» **What you have to do**: Reproduce exactly the line in which "the butterfly left" occurs and all the lines after it, ending with the last line.

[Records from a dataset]
──────

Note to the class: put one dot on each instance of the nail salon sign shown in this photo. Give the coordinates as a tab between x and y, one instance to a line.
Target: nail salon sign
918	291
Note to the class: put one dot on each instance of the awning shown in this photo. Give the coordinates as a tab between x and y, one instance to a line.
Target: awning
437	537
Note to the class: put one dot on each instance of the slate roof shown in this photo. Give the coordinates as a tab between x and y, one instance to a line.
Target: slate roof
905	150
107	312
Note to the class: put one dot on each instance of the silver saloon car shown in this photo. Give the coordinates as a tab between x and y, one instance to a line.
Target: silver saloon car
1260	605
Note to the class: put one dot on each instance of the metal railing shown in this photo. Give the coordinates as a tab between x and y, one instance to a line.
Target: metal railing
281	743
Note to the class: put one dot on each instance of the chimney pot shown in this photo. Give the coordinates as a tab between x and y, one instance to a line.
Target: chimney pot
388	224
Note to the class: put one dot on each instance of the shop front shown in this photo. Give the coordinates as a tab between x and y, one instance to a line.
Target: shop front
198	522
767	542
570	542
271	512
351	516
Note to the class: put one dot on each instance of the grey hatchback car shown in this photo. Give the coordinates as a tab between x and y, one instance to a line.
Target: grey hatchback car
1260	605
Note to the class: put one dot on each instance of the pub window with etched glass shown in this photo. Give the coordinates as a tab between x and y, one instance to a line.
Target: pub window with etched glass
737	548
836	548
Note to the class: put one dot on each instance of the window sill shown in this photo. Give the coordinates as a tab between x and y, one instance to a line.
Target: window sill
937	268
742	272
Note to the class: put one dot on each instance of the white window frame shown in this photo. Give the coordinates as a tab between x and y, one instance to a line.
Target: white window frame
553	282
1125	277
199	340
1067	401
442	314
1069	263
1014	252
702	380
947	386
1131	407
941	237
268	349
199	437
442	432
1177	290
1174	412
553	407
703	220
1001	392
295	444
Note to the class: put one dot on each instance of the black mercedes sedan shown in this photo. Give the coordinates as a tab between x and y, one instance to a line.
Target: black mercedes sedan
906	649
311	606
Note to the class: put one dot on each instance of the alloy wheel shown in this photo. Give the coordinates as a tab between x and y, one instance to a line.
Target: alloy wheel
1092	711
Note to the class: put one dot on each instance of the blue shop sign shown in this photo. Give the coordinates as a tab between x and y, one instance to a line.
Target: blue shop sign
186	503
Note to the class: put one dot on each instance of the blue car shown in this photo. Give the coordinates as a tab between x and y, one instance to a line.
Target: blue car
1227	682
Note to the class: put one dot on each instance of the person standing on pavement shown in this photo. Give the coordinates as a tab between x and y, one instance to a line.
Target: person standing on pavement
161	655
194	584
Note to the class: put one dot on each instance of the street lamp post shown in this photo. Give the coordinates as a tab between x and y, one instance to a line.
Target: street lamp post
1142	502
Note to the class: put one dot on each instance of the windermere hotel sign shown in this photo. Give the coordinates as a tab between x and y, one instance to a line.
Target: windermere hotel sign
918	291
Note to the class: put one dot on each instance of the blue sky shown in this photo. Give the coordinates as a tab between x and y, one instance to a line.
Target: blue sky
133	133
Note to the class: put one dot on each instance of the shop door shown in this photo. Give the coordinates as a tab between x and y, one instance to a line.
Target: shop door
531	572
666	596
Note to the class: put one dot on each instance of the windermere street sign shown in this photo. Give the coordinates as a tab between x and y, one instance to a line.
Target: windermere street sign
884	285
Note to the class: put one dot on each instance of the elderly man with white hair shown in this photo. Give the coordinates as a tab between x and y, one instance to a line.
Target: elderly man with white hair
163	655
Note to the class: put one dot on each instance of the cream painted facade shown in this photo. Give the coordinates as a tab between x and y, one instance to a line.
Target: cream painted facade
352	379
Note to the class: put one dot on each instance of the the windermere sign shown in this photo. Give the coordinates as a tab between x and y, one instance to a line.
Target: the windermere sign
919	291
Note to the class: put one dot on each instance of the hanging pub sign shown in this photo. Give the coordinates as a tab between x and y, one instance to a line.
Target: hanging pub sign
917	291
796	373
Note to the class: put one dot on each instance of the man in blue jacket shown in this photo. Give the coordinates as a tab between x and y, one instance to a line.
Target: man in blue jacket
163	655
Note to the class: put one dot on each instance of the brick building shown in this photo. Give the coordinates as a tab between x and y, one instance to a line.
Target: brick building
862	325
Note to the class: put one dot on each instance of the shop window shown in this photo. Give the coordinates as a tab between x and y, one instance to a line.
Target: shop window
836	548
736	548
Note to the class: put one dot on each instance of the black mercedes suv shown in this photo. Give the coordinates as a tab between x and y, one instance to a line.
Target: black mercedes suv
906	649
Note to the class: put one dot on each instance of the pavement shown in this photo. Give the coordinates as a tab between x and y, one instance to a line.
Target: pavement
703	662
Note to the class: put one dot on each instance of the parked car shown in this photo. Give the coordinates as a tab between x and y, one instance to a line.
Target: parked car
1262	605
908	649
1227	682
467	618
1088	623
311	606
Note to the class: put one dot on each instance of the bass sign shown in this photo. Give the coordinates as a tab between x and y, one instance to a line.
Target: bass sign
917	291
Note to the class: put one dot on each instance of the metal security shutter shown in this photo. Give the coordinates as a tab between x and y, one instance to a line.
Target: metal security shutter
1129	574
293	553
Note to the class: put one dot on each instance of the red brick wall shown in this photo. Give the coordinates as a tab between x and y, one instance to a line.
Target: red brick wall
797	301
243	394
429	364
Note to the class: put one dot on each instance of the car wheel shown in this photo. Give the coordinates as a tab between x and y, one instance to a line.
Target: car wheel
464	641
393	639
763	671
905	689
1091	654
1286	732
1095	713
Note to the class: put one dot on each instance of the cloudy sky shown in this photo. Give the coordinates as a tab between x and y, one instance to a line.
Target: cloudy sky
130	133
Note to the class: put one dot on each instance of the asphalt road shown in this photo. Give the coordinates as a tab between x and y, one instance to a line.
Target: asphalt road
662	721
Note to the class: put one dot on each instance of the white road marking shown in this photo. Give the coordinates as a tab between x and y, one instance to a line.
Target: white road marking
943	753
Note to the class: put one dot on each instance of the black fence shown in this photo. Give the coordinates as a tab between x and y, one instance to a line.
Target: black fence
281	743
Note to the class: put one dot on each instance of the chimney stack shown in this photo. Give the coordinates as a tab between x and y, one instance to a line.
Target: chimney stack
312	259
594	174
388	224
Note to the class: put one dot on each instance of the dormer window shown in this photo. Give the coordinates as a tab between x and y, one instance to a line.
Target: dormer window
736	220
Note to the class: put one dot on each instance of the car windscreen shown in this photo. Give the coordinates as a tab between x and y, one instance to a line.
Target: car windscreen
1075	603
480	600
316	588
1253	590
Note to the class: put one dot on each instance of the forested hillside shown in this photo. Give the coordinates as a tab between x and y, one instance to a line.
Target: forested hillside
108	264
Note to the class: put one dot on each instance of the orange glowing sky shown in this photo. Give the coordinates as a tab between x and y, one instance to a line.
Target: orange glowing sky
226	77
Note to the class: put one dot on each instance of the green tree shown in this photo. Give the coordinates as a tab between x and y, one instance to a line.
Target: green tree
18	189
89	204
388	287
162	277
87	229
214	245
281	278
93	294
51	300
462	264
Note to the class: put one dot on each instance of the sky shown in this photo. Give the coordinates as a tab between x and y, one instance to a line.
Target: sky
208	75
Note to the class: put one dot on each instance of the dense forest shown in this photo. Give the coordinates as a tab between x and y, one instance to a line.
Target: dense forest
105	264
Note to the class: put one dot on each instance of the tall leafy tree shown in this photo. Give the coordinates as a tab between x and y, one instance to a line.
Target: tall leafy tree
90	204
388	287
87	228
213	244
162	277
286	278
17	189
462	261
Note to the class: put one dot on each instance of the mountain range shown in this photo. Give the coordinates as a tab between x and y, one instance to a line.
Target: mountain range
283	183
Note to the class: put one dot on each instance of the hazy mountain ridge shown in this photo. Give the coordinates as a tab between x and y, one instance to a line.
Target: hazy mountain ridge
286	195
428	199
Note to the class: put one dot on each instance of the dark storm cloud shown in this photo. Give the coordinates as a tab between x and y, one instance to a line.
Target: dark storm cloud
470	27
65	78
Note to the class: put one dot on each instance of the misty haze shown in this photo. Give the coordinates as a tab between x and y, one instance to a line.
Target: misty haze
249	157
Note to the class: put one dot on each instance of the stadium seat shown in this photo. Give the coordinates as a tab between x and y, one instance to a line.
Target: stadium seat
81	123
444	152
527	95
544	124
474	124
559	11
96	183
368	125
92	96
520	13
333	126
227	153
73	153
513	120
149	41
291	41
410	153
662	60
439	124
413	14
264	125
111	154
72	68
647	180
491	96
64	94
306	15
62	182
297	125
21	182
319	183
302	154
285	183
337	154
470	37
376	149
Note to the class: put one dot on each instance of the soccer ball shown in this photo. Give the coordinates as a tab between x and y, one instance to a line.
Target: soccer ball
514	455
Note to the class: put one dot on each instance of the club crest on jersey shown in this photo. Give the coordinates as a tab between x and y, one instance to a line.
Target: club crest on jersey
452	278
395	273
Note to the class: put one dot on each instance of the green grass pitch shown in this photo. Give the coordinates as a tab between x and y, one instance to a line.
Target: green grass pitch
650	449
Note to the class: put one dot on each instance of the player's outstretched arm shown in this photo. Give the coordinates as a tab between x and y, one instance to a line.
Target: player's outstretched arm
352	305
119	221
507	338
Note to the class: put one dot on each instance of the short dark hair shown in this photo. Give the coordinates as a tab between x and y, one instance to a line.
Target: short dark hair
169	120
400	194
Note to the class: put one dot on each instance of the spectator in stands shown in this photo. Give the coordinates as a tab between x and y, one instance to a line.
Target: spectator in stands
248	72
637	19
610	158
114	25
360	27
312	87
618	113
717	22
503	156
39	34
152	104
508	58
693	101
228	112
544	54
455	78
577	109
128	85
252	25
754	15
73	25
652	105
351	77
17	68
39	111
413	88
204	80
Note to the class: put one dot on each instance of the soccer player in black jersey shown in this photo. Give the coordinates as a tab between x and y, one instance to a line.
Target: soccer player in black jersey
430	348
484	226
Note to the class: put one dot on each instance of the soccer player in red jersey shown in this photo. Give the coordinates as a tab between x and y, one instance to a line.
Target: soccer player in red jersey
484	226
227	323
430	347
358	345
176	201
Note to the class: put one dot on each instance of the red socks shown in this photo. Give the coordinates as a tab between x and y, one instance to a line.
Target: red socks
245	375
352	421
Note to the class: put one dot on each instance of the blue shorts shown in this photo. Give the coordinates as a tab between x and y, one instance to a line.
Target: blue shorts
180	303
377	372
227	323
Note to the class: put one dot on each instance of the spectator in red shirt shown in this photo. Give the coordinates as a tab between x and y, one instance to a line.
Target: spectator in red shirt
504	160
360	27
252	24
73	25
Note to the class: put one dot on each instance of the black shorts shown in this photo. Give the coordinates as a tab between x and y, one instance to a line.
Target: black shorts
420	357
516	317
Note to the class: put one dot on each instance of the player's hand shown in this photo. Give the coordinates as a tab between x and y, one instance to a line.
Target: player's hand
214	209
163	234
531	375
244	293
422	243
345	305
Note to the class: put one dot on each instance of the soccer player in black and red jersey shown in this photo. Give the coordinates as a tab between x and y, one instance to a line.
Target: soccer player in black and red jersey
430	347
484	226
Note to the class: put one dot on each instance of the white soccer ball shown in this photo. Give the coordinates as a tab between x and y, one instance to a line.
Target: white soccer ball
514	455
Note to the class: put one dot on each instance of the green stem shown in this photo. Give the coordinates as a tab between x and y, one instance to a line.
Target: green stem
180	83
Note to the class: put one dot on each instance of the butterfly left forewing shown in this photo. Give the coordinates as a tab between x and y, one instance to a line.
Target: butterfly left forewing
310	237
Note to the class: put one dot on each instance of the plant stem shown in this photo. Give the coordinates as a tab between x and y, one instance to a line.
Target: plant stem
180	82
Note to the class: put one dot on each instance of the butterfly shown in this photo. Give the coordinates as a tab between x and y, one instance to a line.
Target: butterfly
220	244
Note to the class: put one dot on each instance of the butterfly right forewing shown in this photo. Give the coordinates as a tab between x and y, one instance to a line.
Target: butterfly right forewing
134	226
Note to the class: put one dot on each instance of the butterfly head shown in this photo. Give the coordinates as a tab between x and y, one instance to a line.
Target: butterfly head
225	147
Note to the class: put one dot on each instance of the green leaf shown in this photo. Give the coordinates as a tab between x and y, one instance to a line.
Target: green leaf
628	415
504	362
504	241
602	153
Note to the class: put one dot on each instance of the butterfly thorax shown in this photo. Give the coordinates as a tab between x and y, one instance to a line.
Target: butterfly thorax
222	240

──────

» **Result**:
Note to the class: put one dot on each instance of the butterfly left forewing shown in this photo. Give the coordinates as a tab between x and y, one instance to a line.
Target: butterfly left forewing
310	237
Note to the class: put one dot on each instance of the plant stem shown in this photo. Give the coordinates as a tab between x and y, one instance to a line.
Target: plant stem
180	82
Note to the class: put one dot on each instance of the butterfly shown in this photo. Give the coordinates as a tab between x and y, one instance to a line.
Target: butterfly
220	244
Note to the class: put one dot on each instance of the butterfly right forewing shown in this photo. Give the coordinates as a tab between x and y, one instance to a line.
Target: butterfly right forewing
134	226
Note to the class: put one dot on each instance of the butterfly head shown in this photo. Give the coordinates as a tab between x and y, one instance to a line.
Target: butterfly head
225	147
Note to the class: put one dot on each instance of the green leaf shown in this photo. Give the coordinates as a tab between x and y, one instance to a line.
Target: green leaf
628	415
504	362
504	241
602	153
Note to the class: put one dot on each instance of the butterfly thorax shown in this photo. Give the coordinates as a tab between x and y, one instance to a line.
Target: butterfly thorax
222	240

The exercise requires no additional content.